►
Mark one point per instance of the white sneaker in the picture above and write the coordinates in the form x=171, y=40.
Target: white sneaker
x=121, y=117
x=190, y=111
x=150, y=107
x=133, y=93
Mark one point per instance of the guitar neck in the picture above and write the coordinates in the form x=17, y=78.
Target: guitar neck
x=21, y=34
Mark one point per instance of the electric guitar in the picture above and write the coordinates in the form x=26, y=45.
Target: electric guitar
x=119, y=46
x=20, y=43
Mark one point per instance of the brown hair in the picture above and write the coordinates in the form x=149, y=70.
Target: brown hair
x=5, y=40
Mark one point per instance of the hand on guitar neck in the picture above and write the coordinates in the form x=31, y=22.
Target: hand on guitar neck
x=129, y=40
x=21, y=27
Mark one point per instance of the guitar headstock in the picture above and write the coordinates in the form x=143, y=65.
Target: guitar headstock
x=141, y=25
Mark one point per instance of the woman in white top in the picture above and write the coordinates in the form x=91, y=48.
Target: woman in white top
◄
• **Aim**:
Reproduce every line above word for word, with no changes.

• **Task output**:
Mark one point per instance of the white sneaker in the picture above and write the coordinates in the form x=171, y=40.
Target: white sneaker
x=121, y=117
x=190, y=111
x=150, y=107
x=133, y=93
Mark one point per instance of the guitar neck in the picture above and write the coordinates in the form x=17, y=78.
Target: guitar neck
x=21, y=34
Mark one point per instance of the electric guitar in the picture above and write the coordinates in the form x=26, y=45.
Target: electric guitar
x=119, y=46
x=20, y=43
Mark one point per instance of the brown hair in the picture above and write the coordinates in the form x=149, y=70.
Target: brown hair
x=5, y=40
Mark one point per instance of the hand on guitar neck in the picture above and write the coordinates in the form x=31, y=22.
Target: hand on guitar neck
x=129, y=40
x=21, y=27
Mark one point per instance of the guitar headstock in the picture above and write the coordinates in the form x=143, y=65.
Target: guitar headstock
x=141, y=25
Mark one point per instance of the woman in white top in the picture above and write the coordinates in the form x=91, y=48.
Target: woman in white top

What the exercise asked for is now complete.